§ **Your instructions**: Write out the listing beneath this instruction in its entirety, exactly as it reads.

______________________________

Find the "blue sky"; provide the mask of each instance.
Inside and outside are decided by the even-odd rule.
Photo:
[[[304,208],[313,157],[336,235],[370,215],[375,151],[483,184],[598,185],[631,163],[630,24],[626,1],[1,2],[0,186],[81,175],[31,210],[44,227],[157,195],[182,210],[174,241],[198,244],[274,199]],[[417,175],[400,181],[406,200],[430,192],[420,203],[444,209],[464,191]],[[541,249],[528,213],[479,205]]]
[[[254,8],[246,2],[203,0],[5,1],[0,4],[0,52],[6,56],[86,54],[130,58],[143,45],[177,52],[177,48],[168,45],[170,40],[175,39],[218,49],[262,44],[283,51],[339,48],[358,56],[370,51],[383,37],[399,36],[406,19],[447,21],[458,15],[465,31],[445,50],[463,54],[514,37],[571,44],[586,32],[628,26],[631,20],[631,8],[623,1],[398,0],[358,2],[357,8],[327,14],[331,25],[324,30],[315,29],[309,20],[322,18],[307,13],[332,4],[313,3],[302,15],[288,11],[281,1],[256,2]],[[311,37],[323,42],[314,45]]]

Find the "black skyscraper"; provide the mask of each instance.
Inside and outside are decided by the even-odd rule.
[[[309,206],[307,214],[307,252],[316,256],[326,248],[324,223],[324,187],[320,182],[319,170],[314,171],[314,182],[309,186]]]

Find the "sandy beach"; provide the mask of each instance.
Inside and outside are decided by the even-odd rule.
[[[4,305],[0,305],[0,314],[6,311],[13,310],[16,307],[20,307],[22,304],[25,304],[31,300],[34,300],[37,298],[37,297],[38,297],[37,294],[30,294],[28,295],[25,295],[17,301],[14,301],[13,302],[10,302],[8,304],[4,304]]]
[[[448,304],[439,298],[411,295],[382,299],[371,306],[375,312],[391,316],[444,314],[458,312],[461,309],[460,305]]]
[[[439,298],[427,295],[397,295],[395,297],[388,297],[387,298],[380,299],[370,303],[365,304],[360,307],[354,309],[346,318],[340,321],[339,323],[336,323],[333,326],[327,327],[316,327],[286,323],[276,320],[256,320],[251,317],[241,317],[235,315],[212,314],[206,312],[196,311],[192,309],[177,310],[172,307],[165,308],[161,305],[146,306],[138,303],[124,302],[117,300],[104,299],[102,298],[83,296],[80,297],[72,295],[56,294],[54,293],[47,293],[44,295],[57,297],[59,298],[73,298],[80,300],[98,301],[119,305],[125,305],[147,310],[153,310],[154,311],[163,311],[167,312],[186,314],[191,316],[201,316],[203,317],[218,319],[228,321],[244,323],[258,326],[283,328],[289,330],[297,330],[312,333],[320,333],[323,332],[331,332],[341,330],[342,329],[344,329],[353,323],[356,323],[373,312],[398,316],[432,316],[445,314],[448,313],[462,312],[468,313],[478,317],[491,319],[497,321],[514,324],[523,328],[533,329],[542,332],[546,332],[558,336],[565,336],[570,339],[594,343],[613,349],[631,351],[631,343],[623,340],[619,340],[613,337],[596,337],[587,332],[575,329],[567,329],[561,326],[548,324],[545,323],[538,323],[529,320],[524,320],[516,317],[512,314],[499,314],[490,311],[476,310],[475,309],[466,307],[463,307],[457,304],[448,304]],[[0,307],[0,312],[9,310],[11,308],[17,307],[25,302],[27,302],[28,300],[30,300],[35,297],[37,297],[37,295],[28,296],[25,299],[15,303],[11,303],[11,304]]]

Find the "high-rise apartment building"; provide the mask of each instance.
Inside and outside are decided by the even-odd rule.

______________________________

§ **Problem solution**:
Find the "blue sky"; provide the mask of each instance.
Inside and outside are decided by the even-odd rule.
Photo:
[[[304,208],[313,157],[336,235],[370,215],[375,151],[483,184],[598,185],[631,163],[630,24],[626,1],[1,2],[0,186],[81,175],[31,210],[44,227],[157,195],[182,210],[174,241],[198,244],[274,199]],[[417,175],[400,181],[406,200],[430,192],[420,203],[444,209],[464,191]],[[541,249],[528,213],[479,205]]]
[[[254,8],[246,2],[203,0],[5,1],[0,4],[0,52],[6,56],[86,54],[130,58],[143,45],[177,52],[177,48],[168,45],[170,40],[175,39],[218,49],[262,44],[283,51],[339,48],[358,56],[370,51],[383,37],[399,36],[406,19],[447,21],[458,15],[465,31],[445,50],[463,54],[514,37],[571,44],[586,32],[628,26],[631,20],[631,8],[623,1],[398,0],[358,2],[357,8],[327,14],[331,25],[324,30],[315,29],[309,20],[322,18],[307,13],[332,4],[313,3],[302,15],[288,11],[281,1],[256,2]],[[311,37],[323,42],[314,45]]]

Find the "black skyscraper"; provide the mask of each instance.
Inside and outside are decided by the even-odd rule.
[[[309,206],[307,214],[307,252],[316,256],[326,248],[324,223],[324,187],[320,182],[319,170],[314,171],[314,182],[309,186]]]

Find the "sandy beach"; provide the mask of each instance.
Inside and outside are decided by the even-odd rule.
[[[4,305],[0,305],[0,314],[6,311],[13,310],[16,307],[20,307],[22,304],[25,304],[31,300],[34,300],[37,298],[37,297],[38,297],[37,294],[30,294],[28,295],[25,295],[17,301],[14,301],[13,302],[10,302],[8,304],[4,304]]]
[[[448,304],[439,298],[411,295],[382,299],[371,306],[375,312],[391,316],[444,314],[458,312],[461,309],[460,305]]]
[[[439,298],[427,295],[397,295],[395,297],[388,297],[387,298],[380,299],[370,303],[365,304],[360,307],[354,309],[346,318],[340,321],[339,323],[336,323],[333,326],[327,327],[316,327],[286,323],[276,320],[256,320],[251,317],[241,317],[235,315],[212,314],[206,312],[196,311],[192,309],[177,310],[172,307],[165,308],[161,305],[146,306],[138,303],[124,302],[117,300],[104,299],[102,298],[83,296],[80,297],[72,295],[56,294],[54,293],[47,293],[44,295],[57,297],[59,298],[73,298],[80,300],[98,301],[119,305],[125,305],[147,310],[153,310],[154,311],[163,311],[167,312],[186,314],[191,316],[201,316],[203,317],[218,319],[228,321],[244,323],[258,326],[283,328],[289,330],[297,330],[312,333],[320,333],[323,332],[331,332],[341,330],[342,329],[344,329],[353,323],[356,323],[373,312],[398,316],[432,316],[445,314],[448,313],[462,312],[468,313],[478,317],[491,319],[497,321],[514,324],[523,328],[533,329],[542,332],[546,332],[558,336],[565,336],[570,339],[594,343],[613,349],[631,351],[631,343],[623,340],[619,340],[613,337],[596,337],[587,332],[575,329],[567,329],[561,326],[548,324],[545,323],[538,323],[529,320],[524,320],[516,317],[512,314],[499,314],[490,311],[476,310],[475,309],[466,307],[463,307],[457,304],[448,304]],[[0,307],[0,312],[9,310],[11,308],[17,307],[25,302],[27,302],[28,300],[30,300],[35,297],[37,297],[37,295],[28,296],[25,299],[15,303],[11,303],[11,304]]]

Find the "high-rise apartment building"; provide the mask of each instance.
Inside and outside are decided by the even-odd rule.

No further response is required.